## DOCUMENT:
%%

Thus, the court cannot conclude that plaintiff's claims are facially invalid, because to do so “would have the court impose a more stringent pleading standard than what is required under § 1447(e).” Reyes, 2020 WL 7224286, at *9 (citing Hall v. Kraft Heinz Food Co. (LLC), No. 1:19-cv-00565-LJO-BAM, 2019 WL 2598764, at *3 (E.D. Cal. June 25, 2019) (“Even where presently deficiently pled, where Plaintiffs may amend that claim to cure any arguable defects, it may not be said that it is impossible for them to state a claim against [a non-diverse defendant].”)). Notably, other district courts in California have permitted joinder of non-diverse defendant managers for wage-and-hour claims and concluded that their “citizenship must be considered for diversity purposes.” Guzman v. Peri & Sons Farms of California, LLC, No. 1:21-cv-00348-JLT-SKO, 2022 WL 17852041, at *7 (E.D. Cal. Dec. 22, 2022) (granting remand where the plaintiff joined her superior and asserted wage and hour violations against him by virtue of California Labor Code § 558.1, and noting that “even very general allegations that a defendant was a supervisor” can be sufficient for a joinder analysis, “even where the court finds that allegations would likely not survive a Rule 12(b)(6) motion”); see also Ramirez v. Quad Graphics, Inc., No. 23-cv-00062-JGB-KK, 2023 WL 3254979, at *10 (C.D. Cal. May 4, 2023) (granting remand where the plaintiff joined two of his supervisors and asserted wage and hour claims again them pursuant to California Labor Code § 558.1, noting that even if a state court found that the allegations in the complaint were not sufficient to state a claim against them as managing agents, such “a court would likely grant Plaintiff leave to amend” and thereby could find the individual defendants liable). Accordingly, while the allegations against defendant Henderson appear somewhat slim, the court is not convinced that “there is no possibility that the plaintiff could prevail on any cause of action [she] brought against the non-diverse defendant.” Hall, 2019 WL 2598764, at *3.

In the end, the court concludes that this factor tips in favor of permitting joinder here. As stated above, the court cannot conclude that the claims asserted against defendant Henderson are facially invalid, as they are not “impossible as a matter of California law.” Reyes, 2020 WL 7224286, at *9. Even though these claims may not be facially valid as currently asserted, given the paucity of allegations stated against defendant Henderson in plaintiff's FAC, the court concludes that this factor slightly favors permitting joinder in light of the standard by which claims are evaluated in making this determination.

%%

## SUPPLIED INFORMATION:
%%

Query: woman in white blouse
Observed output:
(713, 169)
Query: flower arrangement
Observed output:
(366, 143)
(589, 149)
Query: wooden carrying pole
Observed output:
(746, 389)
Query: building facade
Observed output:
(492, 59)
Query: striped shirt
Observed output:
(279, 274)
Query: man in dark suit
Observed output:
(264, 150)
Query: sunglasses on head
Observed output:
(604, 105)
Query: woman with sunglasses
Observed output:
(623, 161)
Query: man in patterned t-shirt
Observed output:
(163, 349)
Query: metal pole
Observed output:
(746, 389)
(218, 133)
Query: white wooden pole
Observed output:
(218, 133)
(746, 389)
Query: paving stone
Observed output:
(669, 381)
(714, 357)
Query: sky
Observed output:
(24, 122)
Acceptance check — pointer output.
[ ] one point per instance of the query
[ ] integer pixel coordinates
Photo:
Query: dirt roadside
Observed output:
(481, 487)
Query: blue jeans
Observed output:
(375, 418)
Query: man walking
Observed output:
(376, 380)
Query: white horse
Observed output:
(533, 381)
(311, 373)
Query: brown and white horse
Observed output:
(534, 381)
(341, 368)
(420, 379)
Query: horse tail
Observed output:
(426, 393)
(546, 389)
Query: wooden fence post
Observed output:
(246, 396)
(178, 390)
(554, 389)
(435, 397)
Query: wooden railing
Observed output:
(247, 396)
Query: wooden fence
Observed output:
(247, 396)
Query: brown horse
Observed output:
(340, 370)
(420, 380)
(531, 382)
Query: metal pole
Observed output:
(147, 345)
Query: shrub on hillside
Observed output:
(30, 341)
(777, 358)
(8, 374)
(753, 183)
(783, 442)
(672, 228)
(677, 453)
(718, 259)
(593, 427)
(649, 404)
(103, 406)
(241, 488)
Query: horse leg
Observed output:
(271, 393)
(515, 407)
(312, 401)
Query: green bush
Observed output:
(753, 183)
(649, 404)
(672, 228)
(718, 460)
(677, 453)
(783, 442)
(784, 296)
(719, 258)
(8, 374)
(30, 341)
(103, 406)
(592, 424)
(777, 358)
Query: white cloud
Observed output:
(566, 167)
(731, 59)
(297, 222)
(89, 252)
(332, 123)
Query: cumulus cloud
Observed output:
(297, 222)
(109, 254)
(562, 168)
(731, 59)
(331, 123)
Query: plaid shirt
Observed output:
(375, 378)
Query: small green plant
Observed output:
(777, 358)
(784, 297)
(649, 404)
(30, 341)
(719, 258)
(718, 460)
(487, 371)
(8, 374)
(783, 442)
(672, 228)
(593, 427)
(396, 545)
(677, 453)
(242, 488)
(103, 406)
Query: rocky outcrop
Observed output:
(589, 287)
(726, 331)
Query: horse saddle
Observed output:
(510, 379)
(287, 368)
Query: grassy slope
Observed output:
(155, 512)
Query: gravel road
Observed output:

%%

## TASK REQUIREMENTS:
(1) Write out everything in the joinder ruling from "In the end, the" down to "making this determination.", word for word.
(2) Resume the joinder ruling, picking up right after its final sentence.

## RESULTS FOR EACH TASK:
(1)
In the end, the court concludes that this factor tips in favor of permitting joinder here. As stated above, the court cannot conclude that the claims asserted against defendant Henderson are facially invalid, as they are not “impossible as a matter of California law.” Reyes, 2020 WL 7224286, at *9. Even though these claims may not be facially valid as currently asserted, given the paucity of allegations stated against defendant Henderson in plaintiff's FAC, the court concludes that this factor slightly favors permitting joinder in light of the standard by which claims are evaluated in making this determination.

(2)
6. Prejudice to Plaintiff

Finally, the last relevant factor courts consider is whether plaintiff will “suffer undue prejudice if the Court chooses not to exercise its discretion to allow joinder.” Boon, 229 F.Supp.2d at 1025 (finding this factor weighed against permitting joinder where the plaintiff alleged a different type of claim, requiring mostly different evidence, against the joined defendant than the original defendant). In this context, prejudice to a plaintiff “exists if the proposed defendant is ‘crucial' to the case” and “does not exist if complete relief can be afforded without that defendant.” McCarty v. Johnson & Johnson, No. 1:10-cv-00350, 2010 WL 2629913, at *9 (E.D. Cal. June 29, 2010); see also Vasquez v. Wells Fargo Bank, Nat'l Ass'n, 77 F.Supp.3d 911 (N.D. Cal. 2015) (finding no prejudice in denying joinder of a holding company that the plaintiff asserted an unpaid wages claim against without alleging that the holding company was an employer). In connection with this factor, courts also consider whether denying joinder would have practical effects on the plaintiff's ability to receive relief. Reynolds, 2016 WL 1711671, at *6.

Here, the court does have some question as to whether defendant Henderson is crucial to this case, due to the thin nature of plaintiff's allegations for individual liability against him. However, as noted previously, IPC has made no argument or suggestion that complete relief can be afforded without defendant Henderson, and denying joinder may impact plaintiff's ability to file a timely claim against him. See id. at *6 (permitting amendment and granting remand where the applicable statute of limitations was two years and several events alleged in the plaintiff's FAC occurred more than two years prior). Further, plaintiffs claims against defendant Henderson arose out of the same set of circumstances as her claims asserted against IPC. (Doc. No. 11 at 2-5.) If the court were to deny joinder, plaintiff may face significant expenses associated with pursuing similar litigation in separate forums. See Reyes, 2020 WL 7224286, at *10 (finding the prejudice factor to weigh in favor of permitting joinder where the plaintiff's claims against the original defendant and the added individual defendant arose “out of the same transaction or occurrence”). Accordingly, the court concludes that consideration of this final factor also tips slightly in favor of permitting joinder.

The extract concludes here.